* DATA TO USE

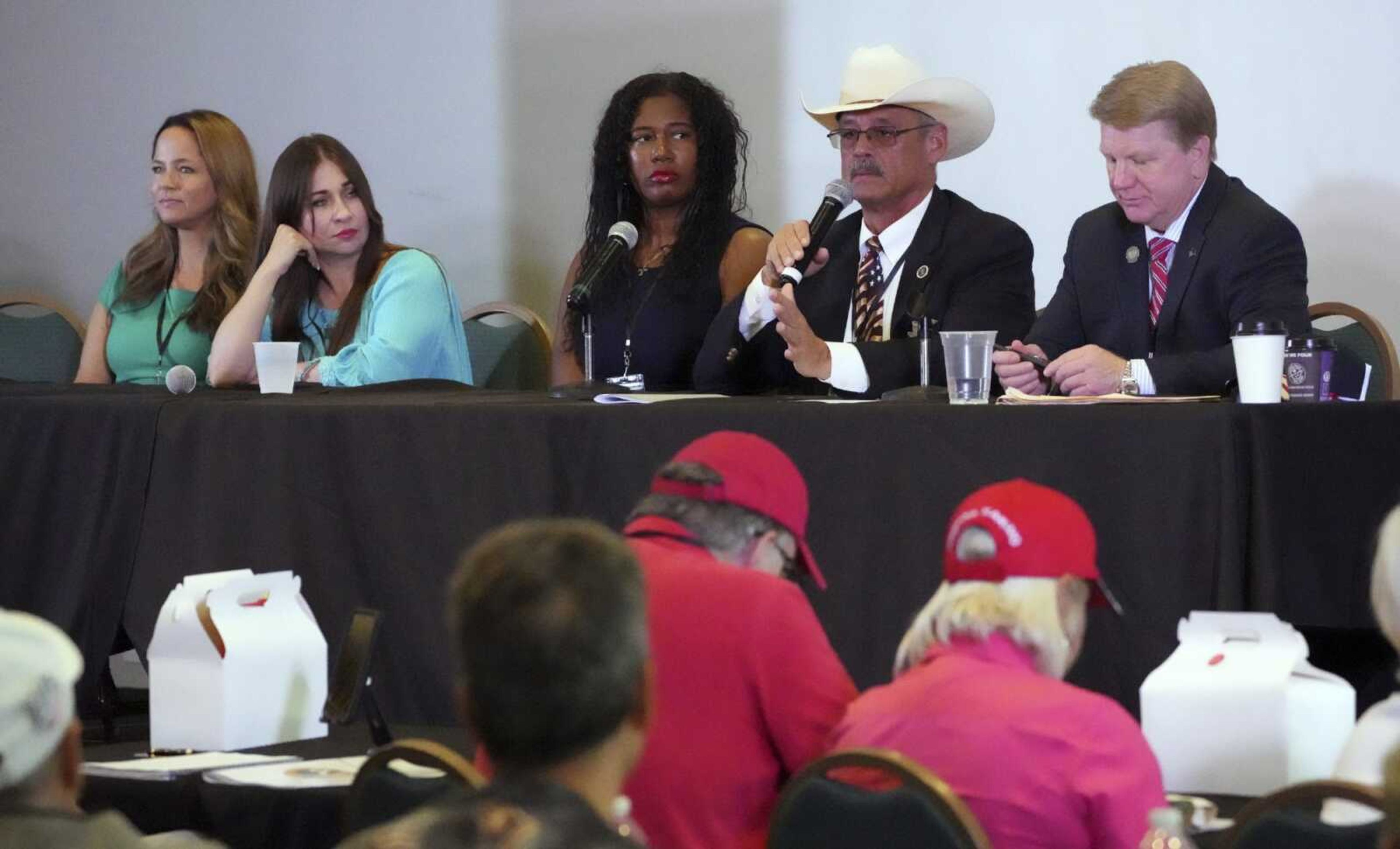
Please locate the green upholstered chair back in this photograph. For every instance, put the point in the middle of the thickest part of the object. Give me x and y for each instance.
(1288, 817)
(40, 341)
(509, 345)
(871, 798)
(1365, 338)
(380, 794)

* TASK TO CARRY OUT
Rewrite every line of the entries above, wording and all, but multiply each x and y coordinate in the listed points by 0.55 and round to whole numbers, with halves rounding up. Leave the pictures out.

* TASK RESPONSE
Please locate the green upholstered chair back in this photograph. For every instance, put the point in the middle of the thickest part of the object. Give me x and y for each instance.
(708, 449)
(22, 188)
(280, 190)
(479, 439)
(751, 186)
(209, 437)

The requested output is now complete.